● PROMPT
Please reproduce the material below word for word, keeping every line unchanged and in its original order.

┌─ SUPPLIED RECORDS

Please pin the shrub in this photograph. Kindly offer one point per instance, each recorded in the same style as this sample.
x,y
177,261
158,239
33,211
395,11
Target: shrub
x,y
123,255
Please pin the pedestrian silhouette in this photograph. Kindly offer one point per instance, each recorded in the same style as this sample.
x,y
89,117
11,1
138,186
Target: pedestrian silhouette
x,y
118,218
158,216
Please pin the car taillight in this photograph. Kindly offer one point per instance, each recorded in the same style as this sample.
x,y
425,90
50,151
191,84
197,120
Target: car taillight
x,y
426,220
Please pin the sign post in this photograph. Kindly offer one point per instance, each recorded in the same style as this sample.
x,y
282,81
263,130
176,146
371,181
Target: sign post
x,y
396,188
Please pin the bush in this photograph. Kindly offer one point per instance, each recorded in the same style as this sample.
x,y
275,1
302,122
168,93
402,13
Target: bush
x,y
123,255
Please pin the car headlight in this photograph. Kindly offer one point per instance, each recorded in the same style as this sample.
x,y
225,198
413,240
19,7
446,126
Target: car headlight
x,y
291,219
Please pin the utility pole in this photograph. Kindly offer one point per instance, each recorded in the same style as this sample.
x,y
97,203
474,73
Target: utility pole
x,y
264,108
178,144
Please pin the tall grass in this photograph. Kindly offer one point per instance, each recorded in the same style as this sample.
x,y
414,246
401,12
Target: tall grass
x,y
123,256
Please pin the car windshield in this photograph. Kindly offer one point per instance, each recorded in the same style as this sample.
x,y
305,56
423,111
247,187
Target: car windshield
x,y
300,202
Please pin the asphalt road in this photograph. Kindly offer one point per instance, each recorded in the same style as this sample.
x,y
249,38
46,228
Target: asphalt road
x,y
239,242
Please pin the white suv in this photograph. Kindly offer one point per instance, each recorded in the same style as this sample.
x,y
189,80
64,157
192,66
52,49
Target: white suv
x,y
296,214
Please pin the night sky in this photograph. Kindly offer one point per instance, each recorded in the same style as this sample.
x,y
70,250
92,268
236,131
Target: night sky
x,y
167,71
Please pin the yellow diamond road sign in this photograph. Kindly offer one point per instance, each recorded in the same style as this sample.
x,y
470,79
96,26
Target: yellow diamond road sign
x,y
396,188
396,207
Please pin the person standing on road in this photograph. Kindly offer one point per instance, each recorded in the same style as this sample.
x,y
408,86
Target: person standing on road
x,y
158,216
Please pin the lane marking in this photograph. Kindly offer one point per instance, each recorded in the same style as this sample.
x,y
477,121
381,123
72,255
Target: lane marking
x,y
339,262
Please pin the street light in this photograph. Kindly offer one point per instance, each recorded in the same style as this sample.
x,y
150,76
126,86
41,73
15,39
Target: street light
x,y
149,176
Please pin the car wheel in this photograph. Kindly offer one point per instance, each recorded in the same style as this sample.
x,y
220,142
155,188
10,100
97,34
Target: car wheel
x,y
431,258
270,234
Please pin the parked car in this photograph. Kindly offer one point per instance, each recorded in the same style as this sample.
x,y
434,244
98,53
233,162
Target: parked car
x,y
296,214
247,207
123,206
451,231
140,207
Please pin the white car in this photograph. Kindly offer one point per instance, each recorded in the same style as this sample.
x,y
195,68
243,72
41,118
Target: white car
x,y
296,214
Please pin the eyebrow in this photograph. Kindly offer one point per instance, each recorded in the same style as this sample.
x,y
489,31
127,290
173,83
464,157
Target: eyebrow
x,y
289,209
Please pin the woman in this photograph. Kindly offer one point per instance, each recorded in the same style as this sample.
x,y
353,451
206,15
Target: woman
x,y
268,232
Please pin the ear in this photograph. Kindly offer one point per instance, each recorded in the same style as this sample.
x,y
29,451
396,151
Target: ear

└─

● RESULT
Please pin the shrub in this photograph. Kindly offer one point per instance, each recorded in the same style as this sample.
x,y
177,261
158,239
33,211
395,11
Target: shrub
x,y
123,255
Please pin the pedestrian silhouette in this photograph. Kindly offer one point per instance, each recorded in the same style as this sample.
x,y
89,117
11,1
138,186
Target: pedestrian silhouette
x,y
118,218
158,216
Please pin the car taillight in this photograph. Kindly offer one point per instance, each recorded in the same style as this sample.
x,y
425,90
50,151
191,84
197,120
Target: car taillight
x,y
426,220
Please pin the sign post in this photograph. Kindly offer one point per instance, each recorded in the same style as this sample.
x,y
282,81
263,130
176,146
371,181
Target: sign post
x,y
396,188
Please pin the bush in this photograph. Kindly offer one point per instance, each recorded in the same style as this sample.
x,y
275,1
302,122
168,93
402,13
Target: bush
x,y
123,255
Please pin the car headlight in this photograph. Kindly offer one point per instance, each recorded in the same style as this sample.
x,y
225,198
413,240
19,7
446,126
Target: car headlight
x,y
291,219
Please pin the utility pole in this photograph. Kindly offer one point per instance, each recorded in the same style as this sample.
x,y
97,203
474,73
Target: utility pole
x,y
264,108
178,144
Please pin the tall grass in this photograph. Kindly offer one point per instance, each recorded in the same style as this sample.
x,y
414,246
401,12
Target: tall grass
x,y
123,256
Please pin the car windshield in this photograph. Kindly offer one point per instance, each recorded in the same style as this sample.
x,y
305,56
423,111
247,187
Target: car windshield
x,y
300,202
Please pin the asphalt road in this photograph. Kindly offer one point per instance, each recorded in the same style as this sample.
x,y
249,38
46,228
Target: asphalt road
x,y
239,242
Please pin the white suv in this photograph. Kindly offer one point per instance, each recorded in the same style as this sample.
x,y
189,80
64,157
192,66
52,49
Target: white suv
x,y
296,214
Please pin the night sky in this photograph. Kindly offer one point per instance, each recorded in the same style as this sample.
x,y
70,250
92,268
236,131
Target: night sky
x,y
167,71
Please pin the yellow diamond road sign in this photograph. Kindly offer one point per instance, each recorded in the same style as this sample.
x,y
470,79
96,26
Target: yellow diamond road sign
x,y
396,188
396,207
Please pin the person standing on road in this photograph. Kindly offer one point per instance, each recorded in the same style as this sample.
x,y
408,86
Target: person standing on road
x,y
158,216
Please pin the lane marking in this photograph. Kindly offer one point per instance, each recorded in the same style as this sample.
x,y
477,121
381,123
72,255
Target: lane marking
x,y
339,262
Please pin the street light in this photograph. Kindly offer one point per instance, each recorded in the same style as this sample.
x,y
150,76
126,86
41,73
15,39
Target: street light
x,y
149,176
Please pin the car wheel in this photograph. Kindly offer one point per instance, each recorded in the same style as this sample.
x,y
220,142
155,188
10,100
97,34
Target: car wheel
x,y
431,258
270,234
Please pin the parked car in this photograph. Kindly offer one point per instance, each recorded in the same style as this sample.
x,y
434,244
98,53
233,162
Target: parked car
x,y
296,214
247,207
123,206
451,231
140,207
Please pin the white car in this photograph. Kindly offer one point per instance, each recorded in the same style as this sample.
x,y
195,68
243,72
41,118
Target: white car
x,y
296,214
Please pin the eyebrow in this photograph. Kindly offer one point per instance, each recorded in the same style as this sample.
x,y
489,31
127,290
173,83
464,157
Target: eyebrow
x,y
289,209
Please pin the woman in this photograph. Kindly offer one point per instance, each recorded in the same style as this sample.
x,y
353,451
206,15
Target: woman
x,y
268,232
Please pin the ear in this photograph. Kindly offer one point per instance, each recorded in the same style as this sample.
x,y
29,451
396,151
Target: ear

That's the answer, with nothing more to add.